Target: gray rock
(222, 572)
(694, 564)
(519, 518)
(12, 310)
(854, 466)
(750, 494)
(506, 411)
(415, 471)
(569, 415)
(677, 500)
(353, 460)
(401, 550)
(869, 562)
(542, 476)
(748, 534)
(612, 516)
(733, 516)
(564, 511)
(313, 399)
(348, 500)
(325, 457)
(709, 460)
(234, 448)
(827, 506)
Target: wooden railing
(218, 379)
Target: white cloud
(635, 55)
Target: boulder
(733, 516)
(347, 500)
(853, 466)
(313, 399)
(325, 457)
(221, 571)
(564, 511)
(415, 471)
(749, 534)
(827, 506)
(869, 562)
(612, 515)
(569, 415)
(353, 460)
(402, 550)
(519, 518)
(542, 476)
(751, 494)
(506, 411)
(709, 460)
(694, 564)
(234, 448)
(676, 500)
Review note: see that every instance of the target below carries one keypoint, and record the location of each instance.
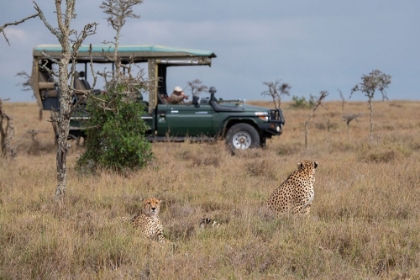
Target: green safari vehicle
(206, 118)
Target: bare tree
(322, 95)
(70, 41)
(376, 80)
(118, 11)
(275, 91)
(343, 100)
(6, 132)
(14, 23)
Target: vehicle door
(185, 120)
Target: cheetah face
(151, 207)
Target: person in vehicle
(178, 96)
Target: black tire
(242, 136)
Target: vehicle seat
(161, 99)
(46, 86)
(80, 85)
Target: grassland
(364, 221)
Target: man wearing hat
(177, 96)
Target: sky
(311, 45)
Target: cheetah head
(308, 165)
(151, 207)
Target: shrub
(115, 135)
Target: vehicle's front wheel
(242, 136)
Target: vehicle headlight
(262, 115)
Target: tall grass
(364, 222)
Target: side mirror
(195, 102)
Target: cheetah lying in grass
(295, 195)
(148, 221)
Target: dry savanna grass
(364, 221)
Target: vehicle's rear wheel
(242, 136)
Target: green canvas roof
(138, 52)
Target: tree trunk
(371, 118)
(63, 128)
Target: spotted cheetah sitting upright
(295, 195)
(148, 221)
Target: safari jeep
(242, 126)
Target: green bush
(115, 134)
(301, 102)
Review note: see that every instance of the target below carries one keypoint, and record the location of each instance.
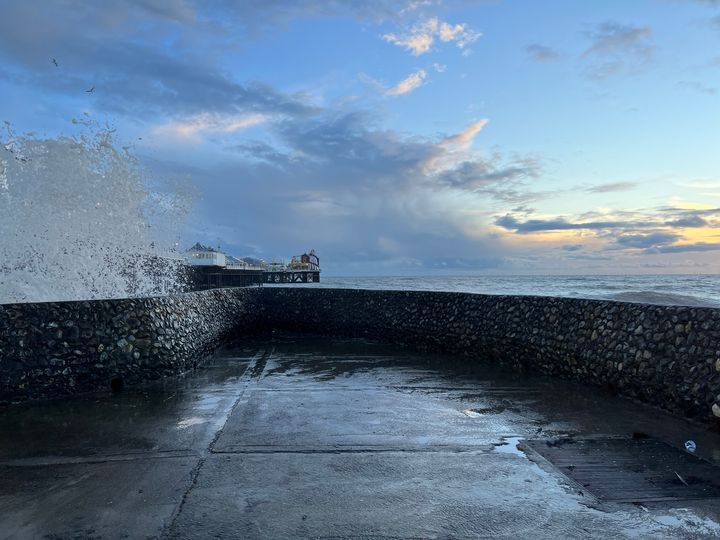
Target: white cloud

○ ○ ○ ○ ○

## What the task requires
Reproduce all of the records above line for line and unchanged, leaving out the pictures.

## Response
Target: gray rock
(222, 572)
(694, 564)
(519, 518)
(12, 310)
(854, 466)
(750, 494)
(506, 411)
(415, 471)
(569, 415)
(677, 500)
(353, 460)
(401, 550)
(869, 562)
(542, 476)
(748, 534)
(612, 516)
(733, 516)
(564, 511)
(313, 399)
(348, 500)
(325, 457)
(709, 460)
(234, 448)
(827, 506)
Target: wooden railing
(218, 379)
Target: white cloud
(635, 55)
Target: boulder
(733, 516)
(347, 500)
(853, 466)
(313, 399)
(325, 457)
(221, 571)
(564, 511)
(415, 471)
(749, 534)
(827, 506)
(869, 562)
(612, 515)
(569, 415)
(353, 460)
(402, 550)
(519, 518)
(542, 476)
(751, 494)
(506, 411)
(709, 460)
(694, 564)
(234, 448)
(676, 500)
Review note: see that every instance of the target below carries one keypoint, and record the location of each instance.
Target: green safari vehicle
(206, 118)
Target: bare tree
(322, 95)
(70, 41)
(376, 80)
(118, 11)
(275, 91)
(343, 100)
(6, 132)
(14, 23)
Target: vehicle door
(185, 120)
Target: cheetah face
(151, 207)
Target: person in vehicle
(178, 96)
Target: black tire
(242, 136)
Target: vehicle seat
(161, 99)
(46, 86)
(80, 85)
Target: grassland
(364, 221)
Target: man wearing hat
(177, 96)
Target: sky
(311, 45)
Target: cheetah head
(308, 165)
(151, 207)
Target: shrub
(115, 135)
Target: vehicle's front wheel
(242, 136)
Target: vehicle headlight
(262, 115)
Target: tall grass
(364, 222)
Target: side mirror
(195, 102)
Target: cheetah lying in grass
(295, 195)
(148, 221)
Target: dry savanna grass
(364, 221)
Target: vehicle's rear wheel
(242, 136)
Target: green canvas roof
(138, 52)
Target: tree trunk
(371, 118)
(63, 128)
Target: spotted cheetah sitting upright
(295, 195)
(148, 221)
Target: safari jeep
(242, 126)
Target: green bush
(115, 134)
(301, 102)
Review note: see that every instance of the target below carries one keypoint, and record the location of each instance.
Target: white cloud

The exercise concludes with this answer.